Start of Supplied passage
On May 1969, Apollo 10 astronauts Gene Cernan, John Young and Thomas Stafford orbited the Moon on a reconnaissance mission that would lead to the first lunar landing by Apollo 11 later that year. During the mission, the lunar module came within 50,000 feet of the surface, to “snoop around”. It is therefore fitting that the module should be called Snoopy and the Apollo command module be named Charlie Brown.
In the scene above, Jamye Flowers Coplin (Gemini astronaut Gordon Cooper’s secretary) hugging a stuffed Snoopy, sees off the Apollo 10 crew as they make their way to the launch pad. Mission commander Tom Stafford gives Snoopy a rub on the nose.
Later this month, Charles M. Schulz Museum in Santa Rosa, will be celebrating the 40th anniversary of the Apollo 10 mission with an exhibition of the connection between the three pioneering astronauts and the tenacious cartoon beagle.
Snoopy’s connection with NASA actually began before Apollo 10. In 1968, NASA chose the beagle as an icon who would “emphasize mission success and act as a ‘watchdog’ for flight safety.”
End of Supplied passage
Start of Excerpted data
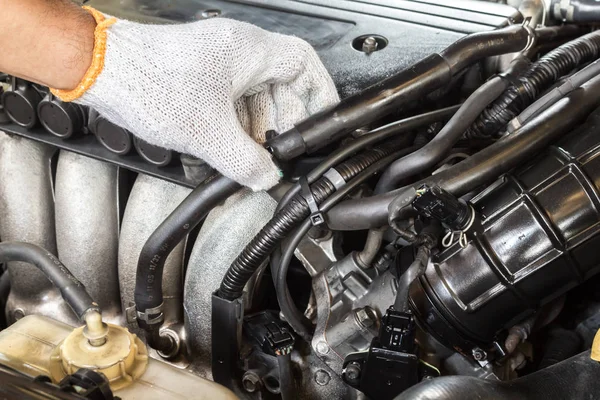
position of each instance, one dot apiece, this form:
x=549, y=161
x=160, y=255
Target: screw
x=322, y=348
x=251, y=382
x=369, y=45
x=365, y=317
x=322, y=377
x=478, y=354
x=352, y=372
End of Excerpted data
_Work instructions_
1. In the Apollo 10 text, how close to the lunar surface did the lunar module come?
2. Revise the Apollo 10 text from "On May 1969, Apollo" up to and including "on the nose.", changing "fitting" to "appropriate".

_Answers to the tasks_
1. Within 50,000 feet of the surface.

2.
On May 1969, Apollo 10 astronauts Gene Cernan, John Young and Thomas Stafford orbited the Moon on a reconnaissance mission that would lead to the first lunar landing by Apollo 11 later that year. During the mission, the lunar module came within 50,000 feet of the surface, to “snoop around”. It is therefore appropriate that the module should be called Snoopy and the Apollo command module be named Charlie Brown.
In the scene above, Jamye Flowers Coplin (Gemini astronaut Gordon Cooper’s secretary) hugging a stuffed Snoopy, sees off the Apollo 10 crew as they make their way to the launch pad. Mission commander Tom Stafford gives Snoopy a rub on the nose.